**Entries**.
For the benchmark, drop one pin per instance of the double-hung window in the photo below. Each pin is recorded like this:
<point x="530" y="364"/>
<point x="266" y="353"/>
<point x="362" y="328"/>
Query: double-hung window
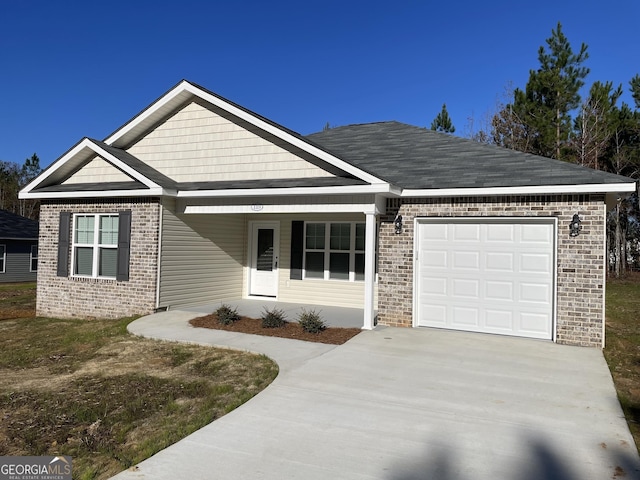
<point x="34" y="258"/>
<point x="3" y="257"/>
<point x="95" y="245"/>
<point x="334" y="250"/>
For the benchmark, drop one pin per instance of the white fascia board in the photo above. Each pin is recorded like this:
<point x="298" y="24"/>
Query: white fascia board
<point x="145" y="114"/>
<point x="282" y="209"/>
<point x="532" y="190"/>
<point x="84" y="143"/>
<point x="269" y="192"/>
<point x="133" y="173"/>
<point x="69" y="156"/>
<point x="153" y="192"/>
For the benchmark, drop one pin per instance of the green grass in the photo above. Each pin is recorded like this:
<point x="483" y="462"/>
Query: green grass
<point x="88" y="389"/>
<point x="622" y="350"/>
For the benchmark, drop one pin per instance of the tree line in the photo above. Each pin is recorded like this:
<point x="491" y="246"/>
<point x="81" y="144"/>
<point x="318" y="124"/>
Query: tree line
<point x="13" y="177"/>
<point x="549" y="117"/>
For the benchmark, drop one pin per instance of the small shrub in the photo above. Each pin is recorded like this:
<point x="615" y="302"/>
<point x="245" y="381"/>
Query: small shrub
<point x="227" y="315"/>
<point x="311" y="322"/>
<point x="273" y="318"/>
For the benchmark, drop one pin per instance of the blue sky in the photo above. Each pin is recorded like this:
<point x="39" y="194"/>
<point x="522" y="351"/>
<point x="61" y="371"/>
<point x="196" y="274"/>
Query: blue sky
<point x="71" y="69"/>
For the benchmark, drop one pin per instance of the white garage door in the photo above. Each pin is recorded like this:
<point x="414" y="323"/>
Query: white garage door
<point x="491" y="275"/>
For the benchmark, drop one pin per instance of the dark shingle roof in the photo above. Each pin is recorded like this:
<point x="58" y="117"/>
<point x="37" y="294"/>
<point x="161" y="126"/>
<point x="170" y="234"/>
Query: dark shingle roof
<point x="416" y="158"/>
<point x="15" y="227"/>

**What you should do**.
Copy all of the items above line for line without changing anything, and leave the pictures out of your copy.

**Exercise result**.
For the benchmark, drop one pin per instance of the double-hung window in the photo below. Each pin is recorded like this:
<point x="530" y="364"/>
<point x="266" y="353"/>
<point x="362" y="328"/>
Query: double-hung window
<point x="34" y="258"/>
<point x="3" y="257"/>
<point x="95" y="245"/>
<point x="334" y="250"/>
For the benchmark, drop one pin per instance of the white fascia board in the photo above. Each pin is recorded like this:
<point x="298" y="24"/>
Query: white fascia board
<point x="145" y="114"/>
<point x="282" y="209"/>
<point x="532" y="190"/>
<point x="84" y="143"/>
<point x="269" y="192"/>
<point x="133" y="173"/>
<point x="69" y="156"/>
<point x="153" y="192"/>
For the benchmark, drop one pin per instance of the green grass in the photo above. Each pin is recorded like this:
<point x="483" y="462"/>
Query: green grass
<point x="88" y="389"/>
<point x="622" y="350"/>
For the benchmark, drop one pin per instance of the tree line in the photo above. Each pin is recorded like this:
<point x="491" y="246"/>
<point x="81" y="144"/>
<point x="318" y="124"/>
Query: tree line
<point x="13" y="177"/>
<point x="549" y="117"/>
For the benchmark, drop one pin per instance of the small shrub in the photo above. Each pin is recorded like this:
<point x="615" y="302"/>
<point x="245" y="381"/>
Query: small shrub
<point x="227" y="315"/>
<point x="311" y="322"/>
<point x="273" y="318"/>
For the benchmark, drop one pin per instance of the blue sky in the photo above. Each pin is recorded like this:
<point x="39" y="194"/>
<point x="522" y="351"/>
<point x="61" y="371"/>
<point x="196" y="274"/>
Query: blue sky
<point x="71" y="69"/>
For the benchmark, drop one pin per instance of the white garage door in the photo above. Each pin is recorded like this:
<point x="414" y="323"/>
Query: white garage door
<point x="491" y="275"/>
For the benchmark, drop one pin per instance of the dark shingle roof in the photo above. Each pin is recorded like this:
<point x="58" y="117"/>
<point x="37" y="294"/>
<point x="161" y="126"/>
<point x="170" y="234"/>
Query: dark shingle roof
<point x="416" y="158"/>
<point x="15" y="227"/>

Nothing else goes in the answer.